▶ **Work to do**
Which lines in the items below contain the word "front"? Pull out each of those lines and copy it.
§ §
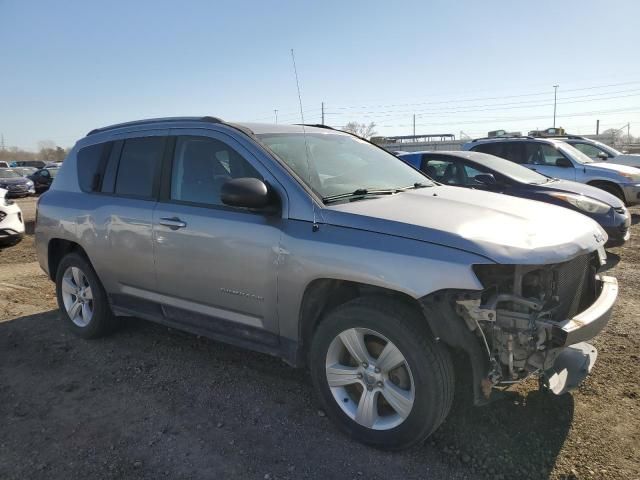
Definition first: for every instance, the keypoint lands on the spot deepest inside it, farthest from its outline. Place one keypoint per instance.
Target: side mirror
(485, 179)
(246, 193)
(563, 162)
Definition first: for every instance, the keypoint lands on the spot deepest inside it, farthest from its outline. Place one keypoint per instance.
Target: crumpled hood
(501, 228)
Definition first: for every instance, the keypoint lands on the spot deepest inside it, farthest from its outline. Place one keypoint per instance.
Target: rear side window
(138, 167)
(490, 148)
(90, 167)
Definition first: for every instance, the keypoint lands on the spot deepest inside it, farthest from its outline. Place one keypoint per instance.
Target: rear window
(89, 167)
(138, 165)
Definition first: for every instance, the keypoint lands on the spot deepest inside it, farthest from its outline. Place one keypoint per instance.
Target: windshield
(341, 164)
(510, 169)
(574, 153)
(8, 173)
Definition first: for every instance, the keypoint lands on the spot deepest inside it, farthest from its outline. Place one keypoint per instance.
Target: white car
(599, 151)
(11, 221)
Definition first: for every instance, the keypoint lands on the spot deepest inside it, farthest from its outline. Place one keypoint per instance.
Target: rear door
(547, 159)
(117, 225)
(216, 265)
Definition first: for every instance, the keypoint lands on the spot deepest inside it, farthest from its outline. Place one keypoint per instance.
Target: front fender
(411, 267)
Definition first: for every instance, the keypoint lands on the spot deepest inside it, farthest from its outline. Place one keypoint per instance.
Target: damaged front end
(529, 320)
§ §
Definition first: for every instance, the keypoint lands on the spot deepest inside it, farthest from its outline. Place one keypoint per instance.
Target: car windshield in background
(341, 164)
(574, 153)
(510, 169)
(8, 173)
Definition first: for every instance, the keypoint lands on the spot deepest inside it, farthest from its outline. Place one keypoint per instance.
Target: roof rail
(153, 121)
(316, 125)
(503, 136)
§ §
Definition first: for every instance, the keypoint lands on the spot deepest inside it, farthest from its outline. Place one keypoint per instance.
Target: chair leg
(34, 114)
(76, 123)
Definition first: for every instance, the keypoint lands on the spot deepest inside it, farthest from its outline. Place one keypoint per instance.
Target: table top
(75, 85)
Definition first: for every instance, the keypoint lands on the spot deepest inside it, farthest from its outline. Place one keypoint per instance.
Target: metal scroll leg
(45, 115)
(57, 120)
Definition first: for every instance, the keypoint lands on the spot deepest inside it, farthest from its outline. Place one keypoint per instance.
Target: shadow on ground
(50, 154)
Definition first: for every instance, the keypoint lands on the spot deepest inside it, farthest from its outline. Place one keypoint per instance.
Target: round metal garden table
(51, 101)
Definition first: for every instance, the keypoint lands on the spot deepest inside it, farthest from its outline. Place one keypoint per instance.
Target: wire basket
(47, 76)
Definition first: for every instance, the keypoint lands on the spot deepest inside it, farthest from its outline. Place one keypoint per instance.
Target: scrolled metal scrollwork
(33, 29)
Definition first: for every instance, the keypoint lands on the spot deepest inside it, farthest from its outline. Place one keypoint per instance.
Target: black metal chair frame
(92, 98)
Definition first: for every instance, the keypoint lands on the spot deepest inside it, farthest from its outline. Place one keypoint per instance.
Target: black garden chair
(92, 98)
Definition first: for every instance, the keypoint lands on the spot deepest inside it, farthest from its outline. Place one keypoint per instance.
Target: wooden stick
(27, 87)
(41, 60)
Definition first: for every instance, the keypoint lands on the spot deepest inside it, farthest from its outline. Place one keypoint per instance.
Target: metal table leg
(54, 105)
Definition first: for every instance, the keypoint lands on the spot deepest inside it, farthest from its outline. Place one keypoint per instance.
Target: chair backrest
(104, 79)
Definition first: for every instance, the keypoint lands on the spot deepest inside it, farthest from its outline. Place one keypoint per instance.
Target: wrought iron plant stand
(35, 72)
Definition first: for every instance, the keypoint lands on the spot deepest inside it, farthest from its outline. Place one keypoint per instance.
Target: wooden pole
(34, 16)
§ §
▶ **Response to the task**
Target: front fender
Target: damaged front end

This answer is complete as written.